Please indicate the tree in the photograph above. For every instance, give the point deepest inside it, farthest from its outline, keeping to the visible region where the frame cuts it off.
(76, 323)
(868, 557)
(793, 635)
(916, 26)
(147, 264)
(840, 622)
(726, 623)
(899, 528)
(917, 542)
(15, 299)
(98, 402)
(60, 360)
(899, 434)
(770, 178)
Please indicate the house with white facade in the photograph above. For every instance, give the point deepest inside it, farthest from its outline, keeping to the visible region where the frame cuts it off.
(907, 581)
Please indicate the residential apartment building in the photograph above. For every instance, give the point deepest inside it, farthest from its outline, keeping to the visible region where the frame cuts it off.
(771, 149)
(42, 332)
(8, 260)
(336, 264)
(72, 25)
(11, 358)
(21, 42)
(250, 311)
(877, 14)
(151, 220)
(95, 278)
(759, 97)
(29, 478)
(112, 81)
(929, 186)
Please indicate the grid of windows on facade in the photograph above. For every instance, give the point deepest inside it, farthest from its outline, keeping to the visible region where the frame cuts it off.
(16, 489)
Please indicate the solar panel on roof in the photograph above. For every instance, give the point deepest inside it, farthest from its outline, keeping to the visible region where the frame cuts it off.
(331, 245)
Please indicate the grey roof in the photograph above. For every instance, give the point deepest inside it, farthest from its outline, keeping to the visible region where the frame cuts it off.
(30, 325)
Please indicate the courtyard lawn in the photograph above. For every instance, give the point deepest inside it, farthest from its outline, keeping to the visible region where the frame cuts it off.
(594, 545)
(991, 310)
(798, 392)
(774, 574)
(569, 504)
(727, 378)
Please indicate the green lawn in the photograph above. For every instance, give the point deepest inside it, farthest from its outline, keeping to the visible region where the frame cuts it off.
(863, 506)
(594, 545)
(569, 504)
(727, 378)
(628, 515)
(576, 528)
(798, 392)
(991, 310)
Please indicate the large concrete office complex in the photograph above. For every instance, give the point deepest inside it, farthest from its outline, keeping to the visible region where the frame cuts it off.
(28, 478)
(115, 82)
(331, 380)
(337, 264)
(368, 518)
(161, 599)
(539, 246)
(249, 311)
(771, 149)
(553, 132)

(Your instructions): Write the data out again in full and exactly.

(The result):
Please indicate the tree in the photograph above. For every instance, give the point deepest inside it, farthest from its outline, keeping to the visible region where the frame cuts it off.
(76, 323)
(868, 557)
(793, 635)
(916, 26)
(147, 264)
(840, 622)
(726, 623)
(899, 528)
(917, 542)
(15, 299)
(98, 402)
(60, 360)
(899, 434)
(770, 178)
Please indicate the house with white facade in the photograph above. For every instance, give the point deepest inside it, farthest from its outline, keeping to the visible region where the frame cuts it off.
(907, 581)
Please indicate the residential apartment building in the photograph above. For every instance, give the point deepest inside it, farthest from its outline, keeping to the visible region where the frame cuts it off.
(771, 149)
(42, 332)
(8, 260)
(336, 264)
(72, 25)
(11, 358)
(21, 42)
(250, 311)
(877, 14)
(151, 220)
(95, 278)
(759, 97)
(29, 478)
(112, 81)
(929, 186)
Please indicate the grid of windows on facade in the photograph above. For every instance, give the point deepest inside it, farthest from its outline, keeping to the visible region where the frame cuts it off.
(16, 489)
Please indicate the solar panel on roof in the photograph above. For every instance, give the point deepest inside it, farthest from its outline, keeping to the visible region where the frame cuts it off.
(331, 245)
Please indicate the grey roof in the photograph above. For every instance, give the point deepest inside it, farthest from its outline, keeping to the visible region where the frame cuts it off.
(30, 325)
Please indicate the courtyard lawn in the photograph above. For every instance, give the point deepest inside it, farthest from its outline, keeping to the visible region where the frame cuts it off.
(594, 545)
(991, 310)
(798, 392)
(774, 574)
(569, 504)
(727, 378)
Please indicate the green lawn in the photograph above. For every instance, give the point deepest inside it, farthest from its outline, keeping to the visible region where the frame cuts it off.
(863, 506)
(594, 545)
(569, 504)
(727, 378)
(628, 515)
(576, 528)
(798, 392)
(991, 310)
Please indicate the large concrete office complex in the photograph above. For every instance, give the point deepest inside it, farthest from its outline, keeping to the visible region where the frame cuts it off.
(28, 478)
(115, 82)
(331, 380)
(337, 264)
(368, 518)
(161, 599)
(539, 246)
(249, 311)
(771, 149)
(553, 132)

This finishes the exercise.